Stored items

========================================================================

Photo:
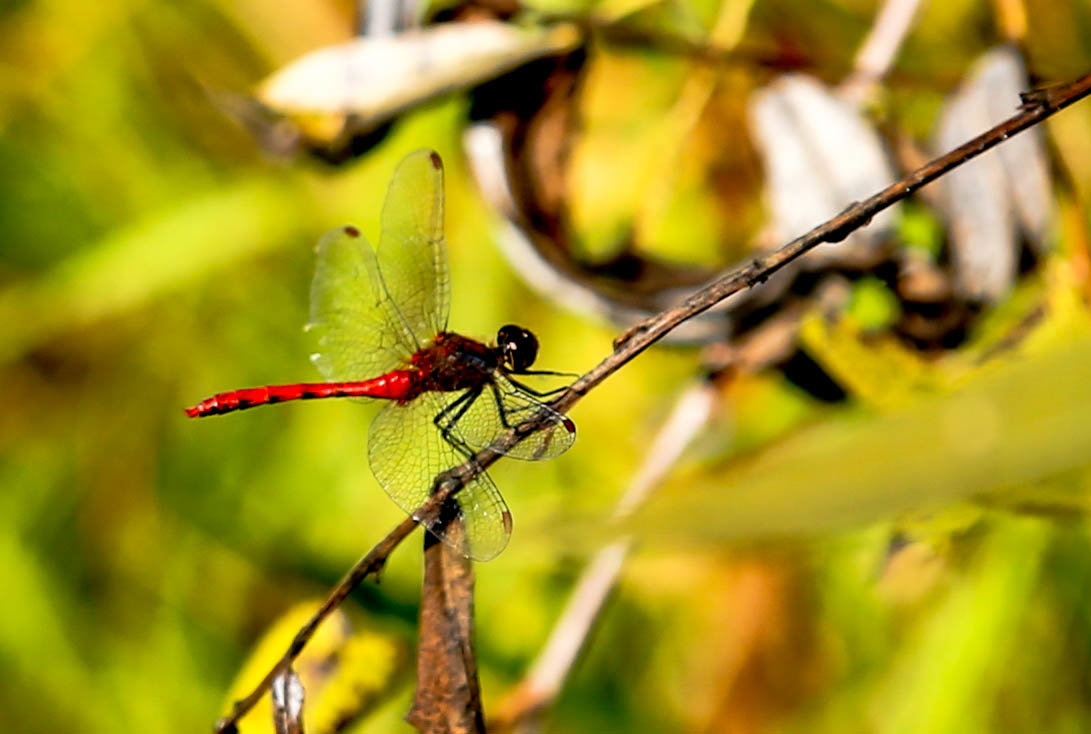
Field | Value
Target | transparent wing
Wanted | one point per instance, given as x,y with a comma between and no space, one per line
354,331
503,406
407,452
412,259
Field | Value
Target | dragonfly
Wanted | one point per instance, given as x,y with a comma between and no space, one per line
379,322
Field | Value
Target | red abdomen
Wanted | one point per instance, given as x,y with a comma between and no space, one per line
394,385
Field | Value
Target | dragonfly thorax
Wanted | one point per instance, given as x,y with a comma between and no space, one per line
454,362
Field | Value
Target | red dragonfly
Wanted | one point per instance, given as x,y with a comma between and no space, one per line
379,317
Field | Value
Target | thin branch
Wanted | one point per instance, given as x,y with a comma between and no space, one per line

========================================================================

**DO THIS**: Rewrite every one of the records, replacing "Wanted" with "Requested" and keeping everything else the same. Omit the pictures.

**REPLY**:
Photo:
Field | Value
Target | transparent wing
Requested | one point per instance, given as x,y with a comma between and no space, one per line
354,331
503,406
407,452
412,259
Field | Value
Target | dragonfly
Requested | one point per instance, given as x,y with a comma between and no space, one per line
379,322
Field | Value
Target | red abdomen
Requested | one point per instance, given as x,y with a comma between and no space, one per line
394,385
Field | Value
Target | dragonfly thorax
Requested | one point per instance, given as x,y with a comma between and no space, one per line
454,362
Field | Value
Target | red dragonfly
Requested | one point per instance, given as x,y with a comma between and no space, one per line
379,317
Field | Value
Target | thin branch
Requested | one point per instance, given as x,y with a comma between and no space, one per line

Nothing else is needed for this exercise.